__EXERCISE__: Write out all the entries word for word, but skip any images.

[Region pointing data]

********

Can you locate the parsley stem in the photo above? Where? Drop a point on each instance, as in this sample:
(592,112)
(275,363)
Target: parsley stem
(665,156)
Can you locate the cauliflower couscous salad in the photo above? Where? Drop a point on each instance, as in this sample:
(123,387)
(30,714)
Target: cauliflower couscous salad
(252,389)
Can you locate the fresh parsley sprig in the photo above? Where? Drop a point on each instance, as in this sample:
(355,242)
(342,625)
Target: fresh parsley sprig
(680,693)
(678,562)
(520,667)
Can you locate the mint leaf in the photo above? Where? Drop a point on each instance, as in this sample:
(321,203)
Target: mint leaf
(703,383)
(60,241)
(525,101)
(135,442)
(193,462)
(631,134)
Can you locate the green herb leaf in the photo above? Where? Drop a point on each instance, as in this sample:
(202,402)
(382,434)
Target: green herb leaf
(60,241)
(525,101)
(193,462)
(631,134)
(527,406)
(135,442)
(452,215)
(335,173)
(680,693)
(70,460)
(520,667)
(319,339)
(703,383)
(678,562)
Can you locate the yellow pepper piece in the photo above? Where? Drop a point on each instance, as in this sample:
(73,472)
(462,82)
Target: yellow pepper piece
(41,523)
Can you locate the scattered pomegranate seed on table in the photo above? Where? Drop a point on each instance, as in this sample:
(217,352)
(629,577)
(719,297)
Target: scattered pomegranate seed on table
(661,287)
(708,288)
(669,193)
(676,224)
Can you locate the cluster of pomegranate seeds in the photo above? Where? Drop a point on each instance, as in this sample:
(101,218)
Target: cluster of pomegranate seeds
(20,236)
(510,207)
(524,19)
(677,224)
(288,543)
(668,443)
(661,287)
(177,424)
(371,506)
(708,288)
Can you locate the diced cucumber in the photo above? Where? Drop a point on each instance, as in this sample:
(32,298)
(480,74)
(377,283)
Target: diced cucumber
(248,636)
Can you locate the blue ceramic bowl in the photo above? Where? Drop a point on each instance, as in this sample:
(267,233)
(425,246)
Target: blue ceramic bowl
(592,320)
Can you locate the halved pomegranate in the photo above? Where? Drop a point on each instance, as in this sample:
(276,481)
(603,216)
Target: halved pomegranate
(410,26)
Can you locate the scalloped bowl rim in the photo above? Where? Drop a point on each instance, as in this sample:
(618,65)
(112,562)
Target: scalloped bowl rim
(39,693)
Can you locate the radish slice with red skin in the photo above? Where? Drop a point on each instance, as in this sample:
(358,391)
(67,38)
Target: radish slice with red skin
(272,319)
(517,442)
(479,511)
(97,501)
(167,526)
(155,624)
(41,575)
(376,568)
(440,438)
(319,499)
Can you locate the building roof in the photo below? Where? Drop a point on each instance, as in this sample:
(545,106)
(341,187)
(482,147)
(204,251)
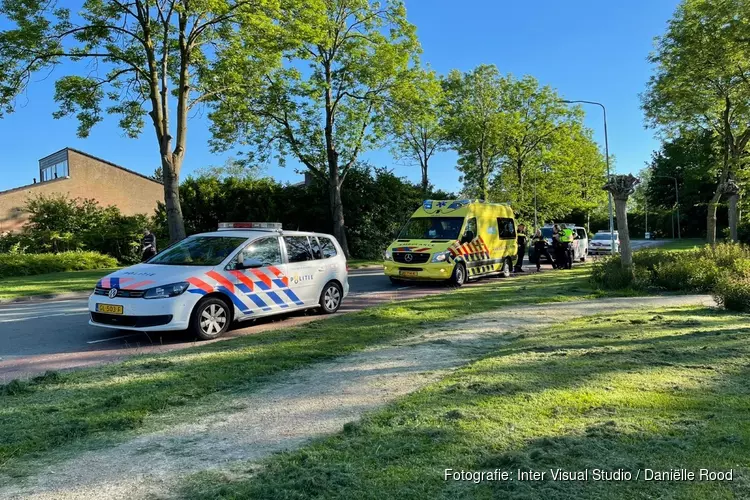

********

__RESPONSE__:
Can you locate the parsley stem in the photo above? Where? Drop a point on each instance, as in this sample:
(592,112)
(275,363)
Target: parsley stem
(665,156)
Can you locate the cauliflower couscous salad in the photo above? Where? Drop a point on each instance, as in this sample:
(123,387)
(30,714)
Target: cauliflower couscous salad
(252,389)
Can you locate the fresh parsley sprig in the photo above? Where? Drop a point on each instance, as in this sample:
(355,242)
(342,625)
Target: fresh parsley sprig
(680,693)
(678,562)
(520,667)
Can you locate the mint leaf in the photo above? Where? Drop a point on each instance, as in this sample:
(321,203)
Target: mint leaf
(703,383)
(60,241)
(525,101)
(135,442)
(193,462)
(631,134)
Can you locate the green herb leaf in the photo above? Where? Drop a point on each instance, as in this sample:
(202,402)
(382,434)
Target: green herb leaf
(60,241)
(525,101)
(193,462)
(631,134)
(527,406)
(135,442)
(452,215)
(335,173)
(680,693)
(70,460)
(520,667)
(319,339)
(703,383)
(678,562)
Can you locate the yellow pepper piece in the photo above? Where? Drop a point on each instance, as in this sample:
(73,472)
(462,82)
Target: yellow pepper piece
(41,523)
Can you locate the scattered pomegranate seed on table in the photo above? Where? Drop a point on each instance, as in this sample:
(217,352)
(629,577)
(719,297)
Target: scattered pomegranate seed on table
(661,287)
(708,288)
(669,193)
(676,224)
Can you locate the cluster of pomegranate seeds in the photo above? Where? Drop a point on each instance, as in this sample:
(101,218)
Target: cluster of pomegranate seeds
(20,236)
(510,207)
(524,19)
(677,224)
(288,543)
(668,443)
(661,287)
(177,424)
(371,506)
(708,288)
Can you locate the diced cucumber in the photo above? Where? Drop a point on each instance, as in this sample:
(32,298)
(480,74)
(377,283)
Target: diced cucumber
(248,636)
Can you locate the blue ceramic bowl in the photo above? Where? Drop a point on each instance, as in this sample:
(267,233)
(425,246)
Target: blue ceramic bowl
(592,320)
Can you locate the halved pomegranate in the photo above? Where? Drop a point on each instance, as in this sample:
(276,481)
(603,216)
Target: halved pomegranate
(410,26)
Can you locate the scalloped bowl rim in the photo above? Where? Drop a point on each instance, as in this sample:
(618,65)
(112,562)
Target: scalloped bowl rim
(39,693)
Can you locate the radish slice with red skin in the photo above? Where? Drop a point on each instance, as in this sample:
(358,391)
(67,38)
Target: radish slice with red skin
(272,319)
(517,442)
(479,511)
(97,501)
(167,526)
(155,624)
(41,575)
(376,568)
(440,438)
(319,499)
Can you locate the building roof in the photo below? Where? Drop a point on each instance, as in this sample:
(545,106)
(341,187)
(482,147)
(204,251)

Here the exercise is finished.